TASK INSTRUCTIONS: All of the records shown below need to be copied with no differences.

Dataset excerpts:
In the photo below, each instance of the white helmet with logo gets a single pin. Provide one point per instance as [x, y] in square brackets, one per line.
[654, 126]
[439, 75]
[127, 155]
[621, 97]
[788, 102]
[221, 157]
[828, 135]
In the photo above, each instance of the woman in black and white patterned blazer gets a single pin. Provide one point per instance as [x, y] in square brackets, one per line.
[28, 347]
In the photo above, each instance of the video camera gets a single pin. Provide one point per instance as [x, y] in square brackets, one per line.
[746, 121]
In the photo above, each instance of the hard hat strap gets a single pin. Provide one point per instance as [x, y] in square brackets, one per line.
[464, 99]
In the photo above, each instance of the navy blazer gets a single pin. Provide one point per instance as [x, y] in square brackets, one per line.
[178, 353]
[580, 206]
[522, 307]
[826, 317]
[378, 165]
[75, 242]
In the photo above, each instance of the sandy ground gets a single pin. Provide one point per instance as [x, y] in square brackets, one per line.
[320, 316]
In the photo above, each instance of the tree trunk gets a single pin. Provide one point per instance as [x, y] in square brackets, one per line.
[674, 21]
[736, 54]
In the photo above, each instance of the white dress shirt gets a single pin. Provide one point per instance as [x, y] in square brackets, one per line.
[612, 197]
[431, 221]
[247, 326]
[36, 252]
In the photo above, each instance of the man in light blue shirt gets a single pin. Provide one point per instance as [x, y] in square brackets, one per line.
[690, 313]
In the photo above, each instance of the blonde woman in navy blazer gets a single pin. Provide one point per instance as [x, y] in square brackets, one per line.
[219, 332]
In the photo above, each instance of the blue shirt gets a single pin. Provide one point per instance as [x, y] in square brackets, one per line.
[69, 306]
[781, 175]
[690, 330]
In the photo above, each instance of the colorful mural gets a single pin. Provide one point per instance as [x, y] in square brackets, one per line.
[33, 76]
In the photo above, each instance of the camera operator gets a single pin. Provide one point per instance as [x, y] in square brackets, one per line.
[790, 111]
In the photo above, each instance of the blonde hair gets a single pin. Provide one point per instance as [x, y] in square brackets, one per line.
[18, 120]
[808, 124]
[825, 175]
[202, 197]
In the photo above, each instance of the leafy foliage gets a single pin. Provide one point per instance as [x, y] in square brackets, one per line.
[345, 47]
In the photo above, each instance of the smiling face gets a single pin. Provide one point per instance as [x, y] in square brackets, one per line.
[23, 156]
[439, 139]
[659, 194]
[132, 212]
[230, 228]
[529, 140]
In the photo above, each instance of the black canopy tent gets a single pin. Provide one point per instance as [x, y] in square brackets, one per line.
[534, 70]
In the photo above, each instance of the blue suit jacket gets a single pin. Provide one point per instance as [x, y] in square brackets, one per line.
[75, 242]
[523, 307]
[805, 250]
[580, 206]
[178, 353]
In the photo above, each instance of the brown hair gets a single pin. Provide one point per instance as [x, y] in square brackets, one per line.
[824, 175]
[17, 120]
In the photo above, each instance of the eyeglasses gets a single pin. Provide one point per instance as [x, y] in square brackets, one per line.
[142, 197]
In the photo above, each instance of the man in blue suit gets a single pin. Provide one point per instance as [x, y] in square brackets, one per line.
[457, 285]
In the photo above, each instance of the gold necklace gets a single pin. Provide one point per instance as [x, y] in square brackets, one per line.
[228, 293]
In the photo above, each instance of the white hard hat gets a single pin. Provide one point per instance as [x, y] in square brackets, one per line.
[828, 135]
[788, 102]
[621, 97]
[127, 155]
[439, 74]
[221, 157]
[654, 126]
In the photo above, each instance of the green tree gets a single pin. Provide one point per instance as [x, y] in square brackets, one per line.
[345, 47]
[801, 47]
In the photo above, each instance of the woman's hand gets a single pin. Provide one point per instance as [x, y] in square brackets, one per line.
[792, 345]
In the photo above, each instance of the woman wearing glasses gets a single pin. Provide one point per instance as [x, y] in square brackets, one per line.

EXERCISE ANSWER:
In the photo below, each instance of the white helmet with logo gets a single pin. Provide one point per instance as [x, y] in square brackets, one per line.
[654, 126]
[439, 75]
[127, 155]
[621, 97]
[788, 102]
[221, 157]
[828, 135]
In the photo above, each instance of the woman in black and white patterned blazer gets a single pin. Provide one point per instance as [x, y] in square brackets, one per line.
[28, 347]
In the photo above, each instance of the video camera gets a single pin. Provide one point per instance as [x, y] in square brackets, one per line.
[746, 121]
In the photo above, each instance of the hard hat strap gets a single pin. Provide one point per instance as [x, y] in square brackets, one per line.
[464, 99]
In the photo above, each instance of the navy blazer gets a single pin. Provide one point per instance as [x, y] in square brackets, one per line.
[178, 353]
[580, 206]
[522, 307]
[826, 317]
[378, 165]
[75, 242]
In the photo above, each instance of the sandy ground gets a single pin. Provide one point per instance as [x, y] in square brackets, one per line.
[320, 316]
In the photo above, each instance of the tree trunk gets a single pin. Provide one point per instance as [x, y] in square brackets, one per line.
[674, 21]
[736, 54]
In the photo above, each instance of the white dress shirt gets a single pin. Provide one point per instance as [x, y] in square brackets, one per line.
[612, 197]
[431, 221]
[247, 326]
[36, 252]
In the photo above, each instance of the man in light blue shirt gets a single pin. Provide one point per instance as [x, y] in square brackets, one per line.
[690, 313]
In the photo above, each instance of the blonde woman in navy blazer gets a single pin. Provide one point per instance as [x, y] in square brackets, one per line.
[219, 332]
In the photo above, each instance of the blue shirt gets a single pin. Provide one point per instance as [x, y] in square brackets, one per line.
[69, 306]
[781, 175]
[690, 330]
In the photo above, each instance of the colorful mural gets a single pin. Provide one point per instance as [x, y] in square brackets, one per line.
[33, 76]
In the photo above, each instance of the camera operator gets a single pin. Provide one point per instance as [x, y] in square brackets, one per line.
[790, 111]
In the photo above, each instance of the blonde hair gets a single pin. Provide one point per instance as [x, y] in square brackets, one per line.
[18, 120]
[808, 124]
[825, 175]
[202, 197]
In the photo above, each instance of the leafy foliage gets a single pin. Provide one point per instance as [x, y] in square brackets, one per line.
[345, 47]
In the photo above, each instance of the smiling face gets a single pin. Provide one point per instance as [x, y] in square brackets, one per line.
[23, 156]
[439, 139]
[659, 194]
[132, 212]
[230, 228]
[529, 140]
In the photo above, each instance of the black canopy tent gets a single pin. Provide one point per instance as [x, y] in square brackets, one per line.
[534, 70]
In the photo above, each instance of the blue suit jacket gets a single pin. Provide one point per instance as [x, y] in square brackets, one per line.
[75, 242]
[523, 307]
[805, 250]
[580, 206]
[178, 353]
In the photo above, each instance of the brown hair gets a single pin. Provide one point per instance as [x, y] in square brackets, one per line.
[824, 175]
[17, 120]
In the photo above, each instance of the eyeglasses gets a single pin. Provide one point per instance as [x, y] in square brackets, one per line.
[142, 197]
In the photo above, each instance of the man in blue suit gets a single pin. Provide one point per instance as [x, y] in square brackets, one per line.
[457, 285]
In the photo above, each instance of the gold necklace gets a single pin. Provide one point per instance as [x, y] in square brackets, one per line.
[228, 293]
In the photo above, each instance of the white hard hat gets a single pin. Provide one point per instance as [x, y] in square brackets, one per line.
[828, 135]
[788, 102]
[621, 97]
[127, 155]
[439, 74]
[221, 157]
[654, 126]
In the photo above, each instance of the green tree gets a single pin. Provide one point per instance as [x, y] in square brackets, one per line.
[345, 47]
[801, 47]
In the photo above, each instance of the woman's hand gets a single pin. Provide one point per instance as [x, y] in square brackets, one per line.
[792, 345]
In the photo above, each instance of the woman wearing glasses gets a single pin. Provide one point per instance as [x, y] in square brackets, one per line.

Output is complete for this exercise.